---------- THE RECORDS

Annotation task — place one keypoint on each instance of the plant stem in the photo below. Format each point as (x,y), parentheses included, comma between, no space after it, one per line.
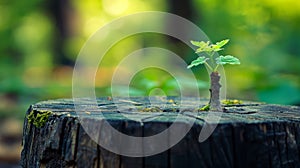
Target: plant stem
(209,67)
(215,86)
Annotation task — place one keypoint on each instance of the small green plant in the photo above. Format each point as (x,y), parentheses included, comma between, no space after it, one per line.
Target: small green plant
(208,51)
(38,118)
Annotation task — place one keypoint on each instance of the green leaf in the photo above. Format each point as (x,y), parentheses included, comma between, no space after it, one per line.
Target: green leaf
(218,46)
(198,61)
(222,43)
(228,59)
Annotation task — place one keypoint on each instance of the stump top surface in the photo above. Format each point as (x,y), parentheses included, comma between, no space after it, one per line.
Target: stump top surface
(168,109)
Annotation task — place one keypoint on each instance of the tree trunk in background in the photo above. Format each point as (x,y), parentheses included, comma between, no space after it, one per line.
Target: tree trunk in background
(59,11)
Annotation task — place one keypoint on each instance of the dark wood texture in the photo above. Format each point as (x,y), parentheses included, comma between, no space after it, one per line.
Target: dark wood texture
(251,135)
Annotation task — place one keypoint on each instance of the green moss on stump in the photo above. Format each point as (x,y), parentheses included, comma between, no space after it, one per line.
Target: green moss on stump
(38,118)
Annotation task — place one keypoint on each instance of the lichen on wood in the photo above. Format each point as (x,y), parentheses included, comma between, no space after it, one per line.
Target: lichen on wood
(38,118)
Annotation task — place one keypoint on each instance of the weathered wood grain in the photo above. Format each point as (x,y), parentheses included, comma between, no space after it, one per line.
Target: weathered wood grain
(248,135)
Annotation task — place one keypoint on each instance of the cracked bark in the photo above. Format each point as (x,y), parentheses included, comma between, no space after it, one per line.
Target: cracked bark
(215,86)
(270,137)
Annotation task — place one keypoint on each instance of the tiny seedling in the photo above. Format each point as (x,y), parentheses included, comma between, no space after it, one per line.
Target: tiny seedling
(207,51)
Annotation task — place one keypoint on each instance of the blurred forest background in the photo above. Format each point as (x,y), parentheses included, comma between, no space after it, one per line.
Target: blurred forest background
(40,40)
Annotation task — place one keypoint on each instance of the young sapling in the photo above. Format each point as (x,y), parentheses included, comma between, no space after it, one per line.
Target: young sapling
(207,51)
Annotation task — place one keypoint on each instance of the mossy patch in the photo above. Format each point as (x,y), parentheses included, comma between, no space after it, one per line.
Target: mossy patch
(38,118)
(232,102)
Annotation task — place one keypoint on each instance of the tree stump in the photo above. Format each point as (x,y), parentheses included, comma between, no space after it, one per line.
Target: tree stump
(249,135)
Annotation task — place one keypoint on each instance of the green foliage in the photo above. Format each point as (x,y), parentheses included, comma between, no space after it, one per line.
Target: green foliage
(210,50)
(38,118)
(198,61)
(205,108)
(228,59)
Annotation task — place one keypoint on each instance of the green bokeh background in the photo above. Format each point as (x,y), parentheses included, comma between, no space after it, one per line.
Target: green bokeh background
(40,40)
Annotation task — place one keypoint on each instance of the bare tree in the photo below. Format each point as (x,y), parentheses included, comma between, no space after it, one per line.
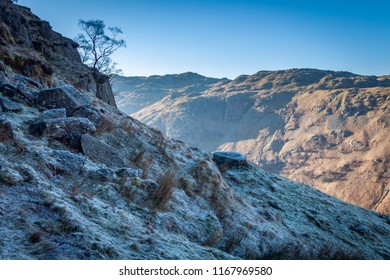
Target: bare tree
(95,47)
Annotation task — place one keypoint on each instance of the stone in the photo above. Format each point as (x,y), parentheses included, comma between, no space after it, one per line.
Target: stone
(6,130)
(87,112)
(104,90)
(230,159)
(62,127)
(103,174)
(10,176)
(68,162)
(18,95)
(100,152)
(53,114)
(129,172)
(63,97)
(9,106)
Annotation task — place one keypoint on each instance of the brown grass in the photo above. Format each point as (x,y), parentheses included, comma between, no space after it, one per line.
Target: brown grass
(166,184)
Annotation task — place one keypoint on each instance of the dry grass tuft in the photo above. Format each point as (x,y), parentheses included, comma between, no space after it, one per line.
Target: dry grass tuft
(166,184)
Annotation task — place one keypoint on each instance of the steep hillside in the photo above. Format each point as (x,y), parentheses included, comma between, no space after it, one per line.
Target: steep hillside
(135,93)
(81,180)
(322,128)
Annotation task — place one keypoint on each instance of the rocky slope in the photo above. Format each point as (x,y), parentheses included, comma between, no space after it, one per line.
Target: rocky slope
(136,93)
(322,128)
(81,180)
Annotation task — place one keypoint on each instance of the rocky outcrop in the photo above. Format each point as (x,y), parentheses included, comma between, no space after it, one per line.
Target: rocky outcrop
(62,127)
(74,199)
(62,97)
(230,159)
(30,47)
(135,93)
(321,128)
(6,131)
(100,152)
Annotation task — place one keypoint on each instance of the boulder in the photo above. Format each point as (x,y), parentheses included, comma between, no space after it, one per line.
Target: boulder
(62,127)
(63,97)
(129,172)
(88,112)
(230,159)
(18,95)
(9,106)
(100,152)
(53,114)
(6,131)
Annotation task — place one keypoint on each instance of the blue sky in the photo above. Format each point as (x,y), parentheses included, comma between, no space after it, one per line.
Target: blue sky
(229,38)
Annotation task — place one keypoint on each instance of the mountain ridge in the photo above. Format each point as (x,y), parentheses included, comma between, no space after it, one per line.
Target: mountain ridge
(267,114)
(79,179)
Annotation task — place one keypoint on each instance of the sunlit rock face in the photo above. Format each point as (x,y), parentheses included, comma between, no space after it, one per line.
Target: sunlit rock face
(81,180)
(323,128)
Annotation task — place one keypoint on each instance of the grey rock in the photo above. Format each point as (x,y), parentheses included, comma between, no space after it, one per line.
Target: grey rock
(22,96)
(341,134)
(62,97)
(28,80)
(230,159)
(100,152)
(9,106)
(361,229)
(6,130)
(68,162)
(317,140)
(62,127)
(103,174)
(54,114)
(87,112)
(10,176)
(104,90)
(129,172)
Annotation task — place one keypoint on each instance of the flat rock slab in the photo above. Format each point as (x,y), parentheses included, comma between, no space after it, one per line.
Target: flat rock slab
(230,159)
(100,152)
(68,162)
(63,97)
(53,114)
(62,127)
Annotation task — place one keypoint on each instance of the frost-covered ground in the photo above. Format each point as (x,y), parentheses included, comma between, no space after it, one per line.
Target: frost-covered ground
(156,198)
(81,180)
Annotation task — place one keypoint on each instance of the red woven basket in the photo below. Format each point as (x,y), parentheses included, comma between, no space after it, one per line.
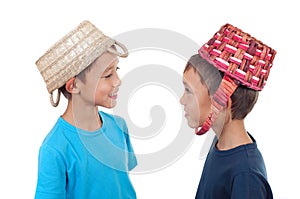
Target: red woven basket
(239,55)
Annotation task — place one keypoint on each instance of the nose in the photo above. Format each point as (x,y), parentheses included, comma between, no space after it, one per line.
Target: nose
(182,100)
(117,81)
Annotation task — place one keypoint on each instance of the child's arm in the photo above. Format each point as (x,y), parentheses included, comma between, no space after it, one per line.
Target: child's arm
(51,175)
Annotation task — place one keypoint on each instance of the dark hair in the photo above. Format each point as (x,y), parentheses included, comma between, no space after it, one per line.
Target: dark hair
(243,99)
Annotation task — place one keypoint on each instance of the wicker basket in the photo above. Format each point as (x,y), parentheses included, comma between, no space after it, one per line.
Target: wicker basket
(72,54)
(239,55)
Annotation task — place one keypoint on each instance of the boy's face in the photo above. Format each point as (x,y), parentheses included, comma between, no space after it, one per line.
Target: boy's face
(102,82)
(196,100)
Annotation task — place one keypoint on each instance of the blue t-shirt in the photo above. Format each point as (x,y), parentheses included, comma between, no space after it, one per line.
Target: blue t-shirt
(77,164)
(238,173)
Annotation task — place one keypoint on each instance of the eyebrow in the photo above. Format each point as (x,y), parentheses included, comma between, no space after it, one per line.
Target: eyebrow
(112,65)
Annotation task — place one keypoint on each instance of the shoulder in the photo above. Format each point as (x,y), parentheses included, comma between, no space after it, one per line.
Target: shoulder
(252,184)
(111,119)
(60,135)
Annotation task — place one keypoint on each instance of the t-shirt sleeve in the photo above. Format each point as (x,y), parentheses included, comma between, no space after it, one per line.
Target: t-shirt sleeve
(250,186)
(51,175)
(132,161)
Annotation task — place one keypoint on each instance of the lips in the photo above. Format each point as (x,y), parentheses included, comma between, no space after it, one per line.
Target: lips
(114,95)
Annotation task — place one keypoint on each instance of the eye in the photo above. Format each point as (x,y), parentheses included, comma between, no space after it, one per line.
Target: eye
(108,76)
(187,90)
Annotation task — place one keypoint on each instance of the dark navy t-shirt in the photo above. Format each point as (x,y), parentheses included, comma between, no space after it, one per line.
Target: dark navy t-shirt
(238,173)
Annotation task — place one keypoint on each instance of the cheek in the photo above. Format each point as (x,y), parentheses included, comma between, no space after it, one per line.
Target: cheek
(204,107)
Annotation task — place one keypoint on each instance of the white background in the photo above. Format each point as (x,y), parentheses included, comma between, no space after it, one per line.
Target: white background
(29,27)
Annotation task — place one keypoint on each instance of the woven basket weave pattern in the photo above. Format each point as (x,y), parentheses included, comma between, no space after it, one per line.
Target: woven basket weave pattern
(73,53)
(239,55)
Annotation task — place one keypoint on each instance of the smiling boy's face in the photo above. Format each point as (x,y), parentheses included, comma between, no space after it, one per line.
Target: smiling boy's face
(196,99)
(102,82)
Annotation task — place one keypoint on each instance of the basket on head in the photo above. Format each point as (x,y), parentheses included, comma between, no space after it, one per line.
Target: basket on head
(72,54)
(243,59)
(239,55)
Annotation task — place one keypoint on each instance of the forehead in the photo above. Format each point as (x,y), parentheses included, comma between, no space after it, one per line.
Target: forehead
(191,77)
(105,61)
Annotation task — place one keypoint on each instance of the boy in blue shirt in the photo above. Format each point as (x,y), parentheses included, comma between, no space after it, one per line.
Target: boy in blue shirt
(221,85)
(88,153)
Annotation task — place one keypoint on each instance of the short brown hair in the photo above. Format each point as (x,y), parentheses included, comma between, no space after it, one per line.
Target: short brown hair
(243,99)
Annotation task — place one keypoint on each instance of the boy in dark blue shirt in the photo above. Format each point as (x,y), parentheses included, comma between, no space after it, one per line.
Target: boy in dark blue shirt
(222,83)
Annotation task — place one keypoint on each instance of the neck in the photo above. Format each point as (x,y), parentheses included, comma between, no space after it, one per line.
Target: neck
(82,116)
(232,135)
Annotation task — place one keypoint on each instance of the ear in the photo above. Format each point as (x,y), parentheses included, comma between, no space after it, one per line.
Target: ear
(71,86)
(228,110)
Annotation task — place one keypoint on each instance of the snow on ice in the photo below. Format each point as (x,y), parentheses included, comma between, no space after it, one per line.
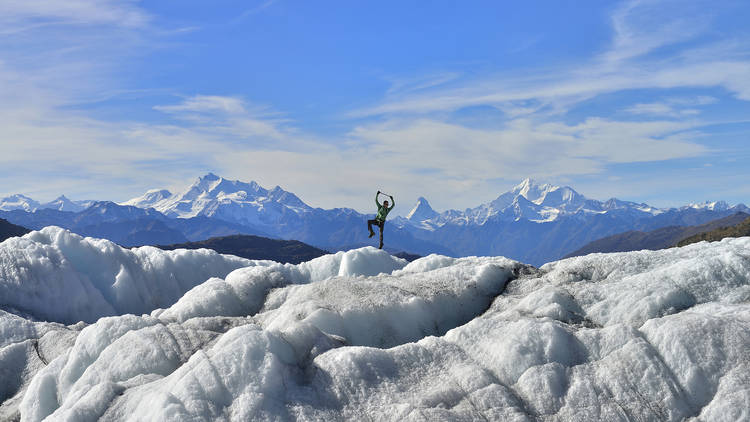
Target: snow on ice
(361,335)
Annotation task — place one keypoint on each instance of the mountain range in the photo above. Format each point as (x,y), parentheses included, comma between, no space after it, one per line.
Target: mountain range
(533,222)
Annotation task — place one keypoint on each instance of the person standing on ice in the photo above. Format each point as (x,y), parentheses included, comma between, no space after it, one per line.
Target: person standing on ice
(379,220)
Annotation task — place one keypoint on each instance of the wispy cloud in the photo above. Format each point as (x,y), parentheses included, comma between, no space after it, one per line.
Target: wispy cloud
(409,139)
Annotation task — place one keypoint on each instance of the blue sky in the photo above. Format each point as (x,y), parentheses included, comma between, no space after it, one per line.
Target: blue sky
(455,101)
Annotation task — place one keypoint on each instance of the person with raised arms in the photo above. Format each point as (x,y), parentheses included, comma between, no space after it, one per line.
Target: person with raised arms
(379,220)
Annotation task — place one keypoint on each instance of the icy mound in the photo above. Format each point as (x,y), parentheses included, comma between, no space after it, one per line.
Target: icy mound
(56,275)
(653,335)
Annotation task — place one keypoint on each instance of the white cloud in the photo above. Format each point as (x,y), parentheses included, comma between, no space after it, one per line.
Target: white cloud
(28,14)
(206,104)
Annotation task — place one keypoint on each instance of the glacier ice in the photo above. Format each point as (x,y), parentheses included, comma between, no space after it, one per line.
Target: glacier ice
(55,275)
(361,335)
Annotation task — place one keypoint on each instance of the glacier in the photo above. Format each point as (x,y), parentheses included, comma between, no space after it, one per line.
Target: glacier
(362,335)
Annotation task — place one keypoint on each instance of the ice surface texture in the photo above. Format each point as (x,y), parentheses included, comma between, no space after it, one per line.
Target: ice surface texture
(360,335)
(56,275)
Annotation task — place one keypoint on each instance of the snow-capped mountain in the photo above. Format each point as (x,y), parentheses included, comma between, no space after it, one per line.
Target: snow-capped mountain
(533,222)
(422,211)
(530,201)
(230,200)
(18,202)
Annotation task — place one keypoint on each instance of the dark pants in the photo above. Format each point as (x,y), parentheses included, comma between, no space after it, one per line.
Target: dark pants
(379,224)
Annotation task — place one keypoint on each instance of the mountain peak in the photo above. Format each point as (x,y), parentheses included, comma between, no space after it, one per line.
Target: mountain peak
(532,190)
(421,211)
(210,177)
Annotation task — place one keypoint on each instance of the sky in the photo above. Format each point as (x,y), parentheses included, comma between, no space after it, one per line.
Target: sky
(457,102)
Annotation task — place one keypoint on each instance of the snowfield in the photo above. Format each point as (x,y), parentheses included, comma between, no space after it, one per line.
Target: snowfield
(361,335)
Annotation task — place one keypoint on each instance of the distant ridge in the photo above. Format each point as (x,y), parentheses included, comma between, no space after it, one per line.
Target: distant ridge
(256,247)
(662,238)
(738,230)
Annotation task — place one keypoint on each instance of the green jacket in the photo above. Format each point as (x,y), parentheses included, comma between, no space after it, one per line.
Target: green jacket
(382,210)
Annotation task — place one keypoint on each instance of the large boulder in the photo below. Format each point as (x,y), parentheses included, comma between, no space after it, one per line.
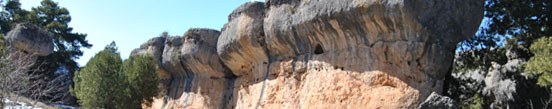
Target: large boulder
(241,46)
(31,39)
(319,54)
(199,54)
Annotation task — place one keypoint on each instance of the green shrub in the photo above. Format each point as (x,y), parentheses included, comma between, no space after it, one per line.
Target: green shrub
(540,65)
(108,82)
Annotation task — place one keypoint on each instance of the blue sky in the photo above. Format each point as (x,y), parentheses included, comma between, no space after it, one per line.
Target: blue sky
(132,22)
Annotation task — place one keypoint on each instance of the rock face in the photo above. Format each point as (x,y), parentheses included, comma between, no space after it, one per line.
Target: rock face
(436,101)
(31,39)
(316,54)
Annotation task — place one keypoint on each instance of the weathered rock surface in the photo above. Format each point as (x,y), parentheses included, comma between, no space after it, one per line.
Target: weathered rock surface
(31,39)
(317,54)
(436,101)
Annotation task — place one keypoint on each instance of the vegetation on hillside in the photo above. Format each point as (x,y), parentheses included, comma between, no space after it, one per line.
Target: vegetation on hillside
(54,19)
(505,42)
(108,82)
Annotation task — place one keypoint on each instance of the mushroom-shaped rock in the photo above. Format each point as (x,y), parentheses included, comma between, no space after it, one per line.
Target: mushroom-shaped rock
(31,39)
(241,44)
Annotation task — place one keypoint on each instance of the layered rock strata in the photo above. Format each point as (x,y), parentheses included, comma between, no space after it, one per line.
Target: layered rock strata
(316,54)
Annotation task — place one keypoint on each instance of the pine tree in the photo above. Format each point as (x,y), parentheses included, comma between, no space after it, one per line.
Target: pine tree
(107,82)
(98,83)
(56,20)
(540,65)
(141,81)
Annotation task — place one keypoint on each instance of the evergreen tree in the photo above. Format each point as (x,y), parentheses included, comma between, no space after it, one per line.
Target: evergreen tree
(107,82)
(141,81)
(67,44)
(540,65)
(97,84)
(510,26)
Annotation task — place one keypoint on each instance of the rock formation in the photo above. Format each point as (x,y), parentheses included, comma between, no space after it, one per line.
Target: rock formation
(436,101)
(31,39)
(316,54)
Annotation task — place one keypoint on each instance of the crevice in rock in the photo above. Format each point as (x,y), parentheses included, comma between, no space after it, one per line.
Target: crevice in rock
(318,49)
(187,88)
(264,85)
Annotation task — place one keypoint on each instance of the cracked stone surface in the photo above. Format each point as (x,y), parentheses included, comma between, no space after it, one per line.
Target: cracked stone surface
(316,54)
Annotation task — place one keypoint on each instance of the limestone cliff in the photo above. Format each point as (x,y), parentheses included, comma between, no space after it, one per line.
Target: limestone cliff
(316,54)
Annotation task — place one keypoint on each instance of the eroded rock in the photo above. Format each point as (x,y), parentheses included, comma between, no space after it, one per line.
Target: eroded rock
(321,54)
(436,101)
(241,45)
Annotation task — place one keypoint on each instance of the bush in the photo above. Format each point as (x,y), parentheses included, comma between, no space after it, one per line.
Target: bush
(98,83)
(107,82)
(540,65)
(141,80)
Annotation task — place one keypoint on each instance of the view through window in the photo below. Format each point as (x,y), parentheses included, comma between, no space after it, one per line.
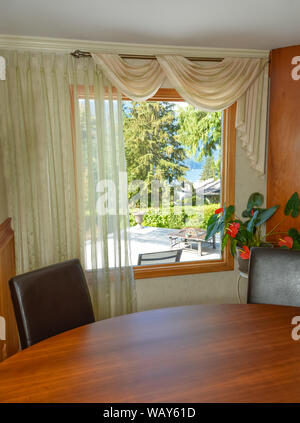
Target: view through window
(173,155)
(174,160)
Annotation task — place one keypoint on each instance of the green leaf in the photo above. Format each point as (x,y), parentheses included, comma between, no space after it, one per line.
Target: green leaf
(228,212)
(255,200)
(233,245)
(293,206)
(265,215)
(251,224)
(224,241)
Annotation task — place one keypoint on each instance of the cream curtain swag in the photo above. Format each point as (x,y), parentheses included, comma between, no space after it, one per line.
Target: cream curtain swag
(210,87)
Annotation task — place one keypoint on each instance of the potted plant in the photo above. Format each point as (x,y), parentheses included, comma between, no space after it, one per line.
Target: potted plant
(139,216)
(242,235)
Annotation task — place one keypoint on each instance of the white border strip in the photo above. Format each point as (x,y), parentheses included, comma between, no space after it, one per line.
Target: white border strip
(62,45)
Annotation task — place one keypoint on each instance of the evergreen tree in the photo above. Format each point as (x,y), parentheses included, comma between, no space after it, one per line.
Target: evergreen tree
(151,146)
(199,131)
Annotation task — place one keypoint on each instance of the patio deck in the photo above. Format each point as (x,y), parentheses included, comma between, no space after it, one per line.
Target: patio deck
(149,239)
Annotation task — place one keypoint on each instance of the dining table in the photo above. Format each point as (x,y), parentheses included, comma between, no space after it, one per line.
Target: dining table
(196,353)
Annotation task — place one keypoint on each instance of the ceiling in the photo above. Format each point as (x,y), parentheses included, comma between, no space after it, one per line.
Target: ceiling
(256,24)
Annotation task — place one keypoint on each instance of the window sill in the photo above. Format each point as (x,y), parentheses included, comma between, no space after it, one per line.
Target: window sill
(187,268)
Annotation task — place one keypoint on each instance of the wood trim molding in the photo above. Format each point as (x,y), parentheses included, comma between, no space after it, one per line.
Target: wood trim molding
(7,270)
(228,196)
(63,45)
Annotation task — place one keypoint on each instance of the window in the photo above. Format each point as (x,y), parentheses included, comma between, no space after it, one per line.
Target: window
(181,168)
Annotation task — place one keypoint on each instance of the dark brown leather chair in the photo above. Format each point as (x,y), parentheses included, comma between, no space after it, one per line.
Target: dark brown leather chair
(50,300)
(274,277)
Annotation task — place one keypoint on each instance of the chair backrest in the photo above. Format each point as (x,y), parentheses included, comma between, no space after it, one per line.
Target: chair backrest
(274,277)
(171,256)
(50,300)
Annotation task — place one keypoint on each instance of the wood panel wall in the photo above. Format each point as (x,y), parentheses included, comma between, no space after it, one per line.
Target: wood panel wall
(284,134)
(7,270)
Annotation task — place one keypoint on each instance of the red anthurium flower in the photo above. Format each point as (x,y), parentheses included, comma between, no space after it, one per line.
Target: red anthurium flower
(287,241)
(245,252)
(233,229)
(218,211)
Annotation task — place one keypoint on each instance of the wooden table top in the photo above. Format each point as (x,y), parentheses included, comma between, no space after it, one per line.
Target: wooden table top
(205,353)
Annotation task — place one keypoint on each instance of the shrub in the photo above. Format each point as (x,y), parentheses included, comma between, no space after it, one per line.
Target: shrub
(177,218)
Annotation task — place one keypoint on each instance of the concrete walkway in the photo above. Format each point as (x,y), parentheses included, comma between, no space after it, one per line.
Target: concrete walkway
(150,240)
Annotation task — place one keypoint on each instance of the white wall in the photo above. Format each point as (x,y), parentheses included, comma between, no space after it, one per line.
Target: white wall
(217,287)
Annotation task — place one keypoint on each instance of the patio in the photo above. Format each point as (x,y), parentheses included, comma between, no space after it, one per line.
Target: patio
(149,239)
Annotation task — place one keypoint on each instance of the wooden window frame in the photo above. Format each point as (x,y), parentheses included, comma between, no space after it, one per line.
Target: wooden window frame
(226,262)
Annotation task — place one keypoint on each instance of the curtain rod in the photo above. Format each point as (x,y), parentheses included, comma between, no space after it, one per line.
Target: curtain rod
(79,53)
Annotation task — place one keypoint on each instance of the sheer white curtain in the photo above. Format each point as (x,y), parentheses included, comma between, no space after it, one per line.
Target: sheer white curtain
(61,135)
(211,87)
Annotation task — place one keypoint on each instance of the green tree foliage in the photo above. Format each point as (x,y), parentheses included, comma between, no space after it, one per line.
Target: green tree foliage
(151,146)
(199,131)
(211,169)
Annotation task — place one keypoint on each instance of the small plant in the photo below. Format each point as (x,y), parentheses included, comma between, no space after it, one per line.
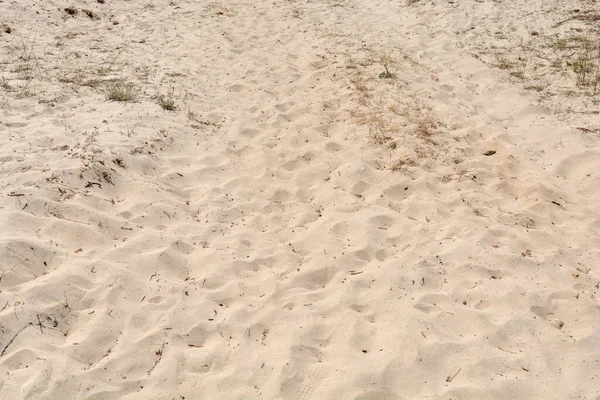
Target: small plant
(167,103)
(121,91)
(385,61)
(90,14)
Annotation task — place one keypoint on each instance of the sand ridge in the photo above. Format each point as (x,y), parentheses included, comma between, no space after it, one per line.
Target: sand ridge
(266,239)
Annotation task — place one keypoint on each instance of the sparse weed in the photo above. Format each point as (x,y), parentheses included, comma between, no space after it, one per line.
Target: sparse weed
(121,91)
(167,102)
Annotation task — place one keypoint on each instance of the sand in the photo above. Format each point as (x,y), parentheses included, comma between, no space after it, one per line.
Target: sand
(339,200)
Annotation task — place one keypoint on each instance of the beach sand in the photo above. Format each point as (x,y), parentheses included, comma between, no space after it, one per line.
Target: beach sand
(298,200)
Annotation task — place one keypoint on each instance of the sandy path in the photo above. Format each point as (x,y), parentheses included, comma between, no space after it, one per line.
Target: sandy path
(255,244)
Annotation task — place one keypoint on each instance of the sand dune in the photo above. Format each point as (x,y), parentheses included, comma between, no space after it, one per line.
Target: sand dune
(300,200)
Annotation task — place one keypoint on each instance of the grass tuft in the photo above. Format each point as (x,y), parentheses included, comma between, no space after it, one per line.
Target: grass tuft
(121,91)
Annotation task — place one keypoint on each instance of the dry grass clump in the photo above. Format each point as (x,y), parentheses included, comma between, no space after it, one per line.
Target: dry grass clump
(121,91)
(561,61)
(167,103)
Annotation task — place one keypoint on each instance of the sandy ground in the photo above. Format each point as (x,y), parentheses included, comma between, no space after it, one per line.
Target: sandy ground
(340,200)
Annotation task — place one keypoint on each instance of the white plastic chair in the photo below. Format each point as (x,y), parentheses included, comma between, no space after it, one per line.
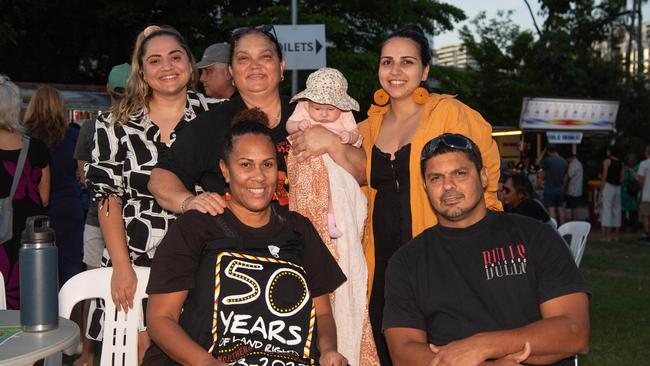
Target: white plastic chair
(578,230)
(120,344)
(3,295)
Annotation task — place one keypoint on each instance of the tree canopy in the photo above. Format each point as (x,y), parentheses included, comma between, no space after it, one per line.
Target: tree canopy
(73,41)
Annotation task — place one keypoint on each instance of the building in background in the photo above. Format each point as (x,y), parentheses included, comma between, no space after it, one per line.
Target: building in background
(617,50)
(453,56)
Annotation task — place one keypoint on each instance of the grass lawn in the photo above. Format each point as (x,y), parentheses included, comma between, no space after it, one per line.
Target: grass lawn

--------------------

### TASK PROMPT
Nothing but the lines from the one with "the tree canopy" through the last line should be repeated, each exactly as it stands.

### OUTPUT OF THE TASK
Annotation task — place one keypoint on each instance of the tree canopy in the photo above. Format each point as (x,y), parentheses included, comma between, no space after it, one per line.
Target: tree canopy
(73,41)
Annotation task — place one keypoint on each instance of the building in background in the photo above. Format each point as (x,y), parentheses included, comma between, no space after it, one per line.
Target: building in background
(617,50)
(453,56)
Annotation task — place one keypoint on each instance of the grass lawn in the photo above. Format each point as (x,y), parentheses included, comma between, no space after it, one per line.
Target: grass lawn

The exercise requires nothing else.